***** Input *****
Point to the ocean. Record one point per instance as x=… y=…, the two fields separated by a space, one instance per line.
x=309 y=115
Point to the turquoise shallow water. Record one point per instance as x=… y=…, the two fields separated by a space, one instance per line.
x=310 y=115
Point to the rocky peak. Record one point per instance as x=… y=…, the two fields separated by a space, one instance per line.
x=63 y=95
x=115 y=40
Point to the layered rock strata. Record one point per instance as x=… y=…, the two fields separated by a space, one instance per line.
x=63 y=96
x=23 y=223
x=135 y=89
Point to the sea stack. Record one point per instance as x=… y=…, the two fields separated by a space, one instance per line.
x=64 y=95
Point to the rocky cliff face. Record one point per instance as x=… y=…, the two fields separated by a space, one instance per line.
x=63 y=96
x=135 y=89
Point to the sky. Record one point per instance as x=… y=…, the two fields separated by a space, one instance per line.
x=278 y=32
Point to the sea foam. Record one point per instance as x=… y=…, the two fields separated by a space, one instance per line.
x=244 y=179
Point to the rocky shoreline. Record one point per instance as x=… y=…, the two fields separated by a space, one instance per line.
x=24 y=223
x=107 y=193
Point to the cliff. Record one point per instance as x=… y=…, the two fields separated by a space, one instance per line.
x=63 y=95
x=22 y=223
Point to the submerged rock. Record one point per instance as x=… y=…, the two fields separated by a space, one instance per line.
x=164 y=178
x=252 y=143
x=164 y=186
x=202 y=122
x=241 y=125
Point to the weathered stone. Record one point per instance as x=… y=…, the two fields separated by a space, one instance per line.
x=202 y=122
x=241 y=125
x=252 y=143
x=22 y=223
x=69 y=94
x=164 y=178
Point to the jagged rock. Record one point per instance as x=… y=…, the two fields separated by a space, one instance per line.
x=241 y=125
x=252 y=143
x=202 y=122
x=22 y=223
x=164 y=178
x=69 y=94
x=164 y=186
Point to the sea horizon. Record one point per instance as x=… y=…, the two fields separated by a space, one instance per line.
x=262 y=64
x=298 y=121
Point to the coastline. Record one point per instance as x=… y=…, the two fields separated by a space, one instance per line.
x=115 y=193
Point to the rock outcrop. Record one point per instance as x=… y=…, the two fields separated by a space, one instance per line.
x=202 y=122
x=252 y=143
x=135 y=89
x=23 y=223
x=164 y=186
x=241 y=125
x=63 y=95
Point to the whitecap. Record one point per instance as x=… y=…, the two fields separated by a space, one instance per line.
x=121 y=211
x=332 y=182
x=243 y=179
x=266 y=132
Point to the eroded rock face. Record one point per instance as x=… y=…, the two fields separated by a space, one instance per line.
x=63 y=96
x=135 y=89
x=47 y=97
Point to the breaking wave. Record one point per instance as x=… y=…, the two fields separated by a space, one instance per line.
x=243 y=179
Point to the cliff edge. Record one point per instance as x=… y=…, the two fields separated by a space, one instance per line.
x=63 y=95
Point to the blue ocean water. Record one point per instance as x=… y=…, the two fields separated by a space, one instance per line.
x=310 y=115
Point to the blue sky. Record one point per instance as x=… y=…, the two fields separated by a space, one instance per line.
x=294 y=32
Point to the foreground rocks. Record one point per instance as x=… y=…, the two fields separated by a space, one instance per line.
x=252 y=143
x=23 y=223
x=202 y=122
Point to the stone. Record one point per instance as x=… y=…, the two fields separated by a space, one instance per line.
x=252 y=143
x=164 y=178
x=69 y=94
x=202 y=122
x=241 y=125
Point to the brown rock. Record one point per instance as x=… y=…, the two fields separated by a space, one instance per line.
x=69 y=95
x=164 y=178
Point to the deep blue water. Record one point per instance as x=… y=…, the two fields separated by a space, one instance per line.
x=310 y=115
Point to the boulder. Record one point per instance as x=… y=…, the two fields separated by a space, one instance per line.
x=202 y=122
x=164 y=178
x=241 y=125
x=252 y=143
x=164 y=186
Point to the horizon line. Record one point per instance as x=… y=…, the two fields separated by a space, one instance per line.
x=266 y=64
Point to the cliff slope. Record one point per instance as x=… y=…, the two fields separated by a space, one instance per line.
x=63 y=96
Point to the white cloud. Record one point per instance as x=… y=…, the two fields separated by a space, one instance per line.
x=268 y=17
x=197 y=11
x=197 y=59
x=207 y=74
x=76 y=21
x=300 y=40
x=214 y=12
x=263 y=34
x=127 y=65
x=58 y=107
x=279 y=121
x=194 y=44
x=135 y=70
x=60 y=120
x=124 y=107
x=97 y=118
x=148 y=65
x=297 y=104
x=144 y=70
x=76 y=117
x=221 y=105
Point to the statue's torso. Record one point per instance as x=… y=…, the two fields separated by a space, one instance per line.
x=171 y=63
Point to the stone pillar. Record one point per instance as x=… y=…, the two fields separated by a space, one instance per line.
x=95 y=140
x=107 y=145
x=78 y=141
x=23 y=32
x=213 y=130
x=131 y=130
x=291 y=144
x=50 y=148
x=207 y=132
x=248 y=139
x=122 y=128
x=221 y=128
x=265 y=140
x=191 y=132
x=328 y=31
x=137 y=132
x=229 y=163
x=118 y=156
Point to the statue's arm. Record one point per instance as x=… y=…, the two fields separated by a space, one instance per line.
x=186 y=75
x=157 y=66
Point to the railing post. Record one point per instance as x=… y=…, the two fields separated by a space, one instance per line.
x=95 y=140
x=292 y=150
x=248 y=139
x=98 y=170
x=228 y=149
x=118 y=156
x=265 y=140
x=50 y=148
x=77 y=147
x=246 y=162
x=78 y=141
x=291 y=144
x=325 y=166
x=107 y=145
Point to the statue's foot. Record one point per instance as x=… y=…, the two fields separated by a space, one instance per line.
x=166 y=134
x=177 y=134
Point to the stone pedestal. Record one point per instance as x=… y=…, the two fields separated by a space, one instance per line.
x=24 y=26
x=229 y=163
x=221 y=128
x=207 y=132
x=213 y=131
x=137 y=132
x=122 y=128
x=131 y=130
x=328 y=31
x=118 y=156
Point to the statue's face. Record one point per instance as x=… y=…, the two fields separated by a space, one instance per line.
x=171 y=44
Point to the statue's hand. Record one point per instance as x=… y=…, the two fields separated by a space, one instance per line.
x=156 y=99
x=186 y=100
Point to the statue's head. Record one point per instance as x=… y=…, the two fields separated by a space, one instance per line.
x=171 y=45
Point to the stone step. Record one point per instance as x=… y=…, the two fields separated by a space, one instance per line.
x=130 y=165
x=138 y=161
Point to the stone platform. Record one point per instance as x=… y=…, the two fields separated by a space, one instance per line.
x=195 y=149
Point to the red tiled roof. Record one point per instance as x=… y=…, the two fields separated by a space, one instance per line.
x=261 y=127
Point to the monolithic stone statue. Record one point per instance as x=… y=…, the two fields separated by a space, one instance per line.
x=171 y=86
*****
Task prompt →
Copy out the items from the line with "Point to the cliff slope." up to and including the line with "x=221 y=105", reproducing each line without any change.

Response →
Point to the cliff slope. Record one point per instance as x=… y=…, the two fields separated by a space, one instance per line.
x=63 y=96
Point to the white cloud. Record one point per instance as x=… y=…, the two fields separated by a space, one instance per line.
x=268 y=17
x=197 y=11
x=197 y=59
x=207 y=74
x=76 y=21
x=300 y=40
x=214 y=12
x=263 y=34
x=127 y=65
x=58 y=107
x=279 y=121
x=194 y=44
x=135 y=70
x=60 y=120
x=124 y=107
x=97 y=118
x=148 y=65
x=297 y=104
x=144 y=70
x=76 y=117
x=221 y=105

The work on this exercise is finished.